TASK OBJECTIVE: Write out every line below again in full, including the wording of each line. Add 100 to every number in the dot coordinates listed after each "Dots:" without changing the sample positions in the wording, and leave the pictures out.

EXERCISE DATA:
○ ○ ○ ○ ○ ○ ○

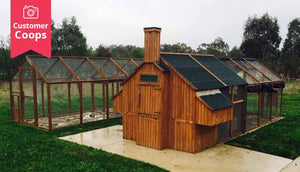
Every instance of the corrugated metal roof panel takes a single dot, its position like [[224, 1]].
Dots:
[[192, 71], [220, 70]]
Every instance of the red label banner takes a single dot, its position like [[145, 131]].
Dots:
[[30, 27]]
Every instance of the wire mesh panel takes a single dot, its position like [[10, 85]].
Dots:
[[265, 107], [276, 103], [238, 71], [238, 112], [58, 72], [44, 64], [251, 70], [223, 130], [86, 71], [15, 82], [252, 110], [139, 61], [129, 67], [98, 95], [264, 70]]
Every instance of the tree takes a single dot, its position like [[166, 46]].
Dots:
[[235, 52], [7, 65], [218, 48], [261, 38], [177, 48], [102, 51], [68, 39], [291, 50]]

○ ○ ○ ○ ○ ○ ○

COMPLETED EXERCISE:
Every instance of the corrugated metal roof panel takes a single dot, its position like [[224, 1]].
Dots:
[[292, 171], [320, 170]]
Every instance of the red label banner takes a single dot, its position like [[145, 131]].
Dots:
[[130, 127]]
Every instance of the wire mesh panel takes a single dot, its position like [[10, 85]].
Dots:
[[365, 207], [376, 203], [338, 171], [338, 212], [158, 172], [144, 164], [351, 170], [323, 230], [186, 171], [115, 182], [352, 210], [239, 161], [229, 167], [198, 195], [364, 170]]
Every instance of the tree takes a single dot, its position like [[166, 46]].
Dots:
[[335, 152], [107, 165], [318, 148], [361, 138], [277, 148], [202, 151], [168, 139], [391, 150]]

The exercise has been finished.